Ah, we copy the values to later check if PTEs changed from under us.
But I see no reason we need to use orig_{src|dst}_pte instead of
{src|dst}_pte when doing pte_unmap(). I think we can safely replace
them with the original ones. WDYT?

>
> >
> > >                               src_pte = dst_pte = NULL;
> > >
> > > base-commit: 801d47bd96ce22acd43809bc09e004679f707c39
> > > --
> > > 2.48.1.658.g4767266eb4-goog
> > >
> >
> > --
> > Peter Xu
> >
Peter Xu Feb. 25, 2025, 10:48 p.m. UTC | #5
On Tue, Feb 25, 2025 at 02:21:39PM -0800, Suren Baghdasaryan wrote:
> On Tue, Feb 25, 2025 at 2:12 PM Suren Baghdasaryan <surenb@google.com> wrote:
> >
> > On Tue, Feb 25, 2025 at 1:32 PM Peter Xu <peterx@redhat.com> wrote:
> > >
> > > On Tue, Feb 25, 2025 at 12:46:13PM -0800, Suren Baghdasaryan wrote:
> > > > Lokesh recently raised an issue about UFFDIO_MOVE getting into a deadlock
> > > > state when it goes into split_folio() with raised folio refcount.
> > > > split_folio() expects the reference count to be exactly
> > > > mapcount + num_pages_in_folio + 1 (see can_split_folio()) and fails with
> > > > EAGAIN otherwise. If multiple processes are trying to move the same
> > > > large folio, they raise the refcount (all tasks succeed in that) then
> > > > one of them succeeds in locking the folio, while others will block in
> > > > folio_lock() while keeping the refcount raised. The winner of this
> > > > race will proceed with calling split_folio() and will fail returning
> > > > EAGAIN to the caller and unlocking the folio. The next competing process
> > > > will get the folio locked and will go through the same flow. In the
> > > > meantime the original winner will be retried and will block in
> > > > folio_lock(), getting into the queue of waiting processes only to repeat
> > > > the same path. All this results in a livelock.
> > > > An easy fix would be to avoid waiting for the folio lock while holding
> > > > folio refcount, similar to madvise_free_huge_pmd() where folio lock is
> > > > acquired before raising the folio refcount.
> > > > Modify move_pages_pte() to try locking the folio first and if that fails
> > > > and the folio is large then return EAGAIN without touching the folio
> > > > refcount. If the folio is single-page then split_folio() is not called,
> > > > so we don't have this issue.
> > > > Lokesh has a reproducer [1] and I verified that this change fixes the
> > > > issue.
> > > >
> > > > [1] https://github.com/lokeshgidra/uffd_move_ioctl_deadlock
> > > >
> > > > Reported-by: Lokesh Gidra <lokeshgidra@google.com>
> > > > Signed-off-by: Suren Baghdasaryan <surenb@google.com>
> > >
> > > Reviewed-by: Peter Xu <peterx@redhat.com>
> > >
> > > One question irrelevant of this change below..

▬▬▬▬▬▬▬▬▬▬

* TASKS TO PERFORM *
- a) Translate this sentence from the UFFDIO_MOVE excerpt into Spanish: "An easy fix would be to avoid waiting for the folio lock while holding folio refcount, similar to madvise_free_huge_pmd() where folio lock is acquired before raising the folio refcount."
- b) Answer these questions using the UFFDIO_MOVE excerpt:
(i) Which error does split_folio() return when the reference count does not match the expected value?
(ii) In the opening lines, which variables are proposed as replacements for orig_{src|dst}_pte when calling pte_unmap()?
(iii) Who is named in the Reported-by line?
- c) Write the next part of the UFFDIO_MOVE excerpt, picking up after its final line.
The records were taken from a source unrelated to the UFFDIO_MOVE excerpt.

▬▬▬▬▬▬▬▬▬▬

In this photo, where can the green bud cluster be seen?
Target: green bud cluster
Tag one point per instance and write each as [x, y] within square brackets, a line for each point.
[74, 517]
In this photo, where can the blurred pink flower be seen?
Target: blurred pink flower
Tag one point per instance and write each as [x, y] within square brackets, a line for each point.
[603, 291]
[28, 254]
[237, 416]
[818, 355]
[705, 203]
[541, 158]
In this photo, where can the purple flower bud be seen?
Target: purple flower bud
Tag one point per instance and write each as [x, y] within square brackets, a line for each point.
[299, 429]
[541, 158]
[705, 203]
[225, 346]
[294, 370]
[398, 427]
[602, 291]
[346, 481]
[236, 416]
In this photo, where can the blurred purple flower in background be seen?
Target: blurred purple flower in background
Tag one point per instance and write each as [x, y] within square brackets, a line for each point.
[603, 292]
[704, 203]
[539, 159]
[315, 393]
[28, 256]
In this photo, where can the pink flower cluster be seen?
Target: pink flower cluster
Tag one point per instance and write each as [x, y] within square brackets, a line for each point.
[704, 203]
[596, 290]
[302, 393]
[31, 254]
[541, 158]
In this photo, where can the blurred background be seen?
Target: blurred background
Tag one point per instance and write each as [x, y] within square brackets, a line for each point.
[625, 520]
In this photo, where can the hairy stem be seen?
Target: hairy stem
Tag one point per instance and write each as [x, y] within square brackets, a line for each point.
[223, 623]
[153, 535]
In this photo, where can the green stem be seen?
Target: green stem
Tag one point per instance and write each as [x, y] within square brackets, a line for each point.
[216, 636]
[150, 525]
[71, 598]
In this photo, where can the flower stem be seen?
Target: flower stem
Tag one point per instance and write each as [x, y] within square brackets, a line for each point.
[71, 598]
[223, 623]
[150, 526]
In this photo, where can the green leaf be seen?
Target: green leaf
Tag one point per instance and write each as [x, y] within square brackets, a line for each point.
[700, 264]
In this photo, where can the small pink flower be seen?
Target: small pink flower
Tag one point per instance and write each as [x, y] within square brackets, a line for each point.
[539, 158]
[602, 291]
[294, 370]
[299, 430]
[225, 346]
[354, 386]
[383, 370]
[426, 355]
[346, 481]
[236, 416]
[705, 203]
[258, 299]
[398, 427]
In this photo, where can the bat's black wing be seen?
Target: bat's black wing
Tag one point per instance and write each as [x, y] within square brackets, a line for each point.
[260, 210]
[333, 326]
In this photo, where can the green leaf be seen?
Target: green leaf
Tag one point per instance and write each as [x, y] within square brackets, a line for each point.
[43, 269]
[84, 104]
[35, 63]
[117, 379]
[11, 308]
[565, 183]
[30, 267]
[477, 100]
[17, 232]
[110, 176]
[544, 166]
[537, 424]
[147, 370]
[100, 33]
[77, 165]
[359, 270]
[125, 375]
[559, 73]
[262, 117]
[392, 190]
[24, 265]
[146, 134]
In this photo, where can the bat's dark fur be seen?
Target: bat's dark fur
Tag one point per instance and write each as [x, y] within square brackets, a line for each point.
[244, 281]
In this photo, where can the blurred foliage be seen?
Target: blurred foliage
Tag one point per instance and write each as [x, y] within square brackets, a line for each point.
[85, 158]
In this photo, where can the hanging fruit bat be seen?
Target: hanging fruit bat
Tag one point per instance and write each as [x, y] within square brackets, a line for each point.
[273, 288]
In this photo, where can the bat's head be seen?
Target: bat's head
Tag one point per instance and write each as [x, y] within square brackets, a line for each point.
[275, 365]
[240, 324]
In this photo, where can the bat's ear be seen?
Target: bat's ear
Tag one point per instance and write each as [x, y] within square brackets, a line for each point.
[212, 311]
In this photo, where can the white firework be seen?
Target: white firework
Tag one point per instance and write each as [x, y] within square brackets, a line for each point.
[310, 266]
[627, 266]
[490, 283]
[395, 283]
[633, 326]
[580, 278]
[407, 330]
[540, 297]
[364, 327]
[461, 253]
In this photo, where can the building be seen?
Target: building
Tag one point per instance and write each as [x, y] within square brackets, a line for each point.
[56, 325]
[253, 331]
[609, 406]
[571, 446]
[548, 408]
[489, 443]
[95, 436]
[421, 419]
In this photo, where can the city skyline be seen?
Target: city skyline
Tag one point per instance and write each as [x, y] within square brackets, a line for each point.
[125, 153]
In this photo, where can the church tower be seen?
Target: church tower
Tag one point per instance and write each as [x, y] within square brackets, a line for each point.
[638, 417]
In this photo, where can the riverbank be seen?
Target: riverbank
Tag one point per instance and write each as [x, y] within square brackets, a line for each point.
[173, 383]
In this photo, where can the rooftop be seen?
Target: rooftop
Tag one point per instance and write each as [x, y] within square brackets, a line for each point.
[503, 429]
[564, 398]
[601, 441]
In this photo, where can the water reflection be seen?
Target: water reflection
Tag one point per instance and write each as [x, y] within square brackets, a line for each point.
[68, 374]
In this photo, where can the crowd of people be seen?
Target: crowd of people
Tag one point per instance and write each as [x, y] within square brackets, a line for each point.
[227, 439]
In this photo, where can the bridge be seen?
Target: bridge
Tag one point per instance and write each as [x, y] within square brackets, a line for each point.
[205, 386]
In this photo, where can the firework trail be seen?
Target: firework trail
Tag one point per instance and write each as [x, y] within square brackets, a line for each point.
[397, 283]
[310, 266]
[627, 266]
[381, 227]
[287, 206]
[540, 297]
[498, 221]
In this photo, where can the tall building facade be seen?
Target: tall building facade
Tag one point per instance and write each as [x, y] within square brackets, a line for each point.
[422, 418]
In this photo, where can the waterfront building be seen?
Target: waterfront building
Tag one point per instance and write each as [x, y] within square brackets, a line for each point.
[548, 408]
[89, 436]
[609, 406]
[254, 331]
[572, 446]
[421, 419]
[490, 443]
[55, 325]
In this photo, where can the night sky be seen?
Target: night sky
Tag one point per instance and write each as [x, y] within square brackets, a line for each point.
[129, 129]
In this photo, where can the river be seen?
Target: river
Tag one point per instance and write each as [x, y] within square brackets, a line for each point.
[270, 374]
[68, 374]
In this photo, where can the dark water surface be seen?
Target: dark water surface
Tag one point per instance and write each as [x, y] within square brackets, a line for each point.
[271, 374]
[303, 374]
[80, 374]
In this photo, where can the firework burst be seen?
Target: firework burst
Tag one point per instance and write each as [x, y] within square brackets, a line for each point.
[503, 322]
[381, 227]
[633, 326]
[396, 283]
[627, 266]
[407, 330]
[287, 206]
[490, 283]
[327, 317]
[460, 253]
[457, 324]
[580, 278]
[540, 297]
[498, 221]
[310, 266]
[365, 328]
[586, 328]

▬▬▬▬▬▬▬▬▬▬

* FINAL ANSWERS *
- a) Una solución sencilla sería evitar esperar el bloqueo del folio mientras se mantiene el contador de referencias del folio, de forma similar a madvise_free_huge_pmd(), donde el bloqueo del folio se adquiere antes de incrementar el contador de referencias del folio.

- b)
(i) EAGAIN
(ii) {src|dst}_pte
(iii) Lokesh Gidra

- c)
> > >
> > > > ---
> > > >  mm/userfaultfd.c | 17 ++++++++++++++++-
> > > >  1 file changed, 16 insertions(+), 1 deletion(-)
> > > >
> > > > diff --git a/mm/userfaultfd.c b/mm/userfaultfd.c
> > > > index 867898c4e30b..f17f8290c523 100644
> > > > --- a/mm/userfaultfd.c
> > > > +++ b/mm/userfaultfd.c
> > > > @@ -1236,6 +1236,7 @@ static int move_pages_pte(struct mm_struct *mm, pmd_t *dst_pmd, pmd_t *src_pmd,
> > > >                */
> > > >               if (!src_folio) {
> > > >                       struct folio *folio;
> > > > +                     bool locked;
> > > >
> > > >                       /*
> > > >                        * Pin the page while holding the lock to be sure the
> > > > @@ -1255,12 +1256,26 @@ static int move_pages_pte(struct mm_struct *mm, pmd_t *dst_pmd, pmd_t *src_pmd,
> > > >                               goto out;
> > > >                       }
> > > >
> > > > +                     locked = folio_trylock(folio);
> > > > +                     /*
> > > > +                      * We avoid waiting for folio lock with a raised refcount
> > > > +                      * for large folios because extra refcounts will result in
> > > > +                      * split_folio() failing later and retrying. If multiple
> > > > +                      * tasks are trying to move a large folio we can end
> > > > +                      * livelocking.
> > > > +                      */
> > > > +                     if (!locked && folio_test_large(folio)) {
> > > > +                             spin_unlock(src_ptl);
> > > > +                             err = -EAGAIN;
> > > > +                             goto out;
> > > > +                     }
> > > > +
> > > >                       folio_get(folio);
> > > >                       src_folio = folio;
> > > >                       src_folio_pte = orig_src_pte;
> > > >                       spin_unlock(src_ptl);
> > > >
> > > > -                     if (!folio_trylock(src_folio)) {
> > > > +                     if (!locked) {
> > > >                               pte_unmap(&orig_src_pte);
> > > >                               pte_unmap(&orig_dst_pte);
> > >
> > > .. just notice this.  Are these problematic?  I mean, orig_*_pte are stack
> > > variables, afaict.  I'd expect these things blow on HIGHPTE..
> >
> > Ugh! Yes, I think so. From a quick look, move_pages_pte() is the only
> > place we have this issue and I don't see a reason for copying src_pte
> > and dst_pte values. I'll spend some more time trying to understand if
> > we really need these local copies.
> 
> Ah, we copy the values to later check if PTEs changed from under us.
> But I see no reason we need to use orig_{src|dst}_pte instead of
> {src|dst}_pte when doing pte_unmap(). I think we can safely replace

That looks like something we just overlooked before, meanwhile it's
undetectable on !HIGHPTE anyway.. in which case the addr ignored, and that
turns always into an rcu unlock.

> them with the original ones. WDYT?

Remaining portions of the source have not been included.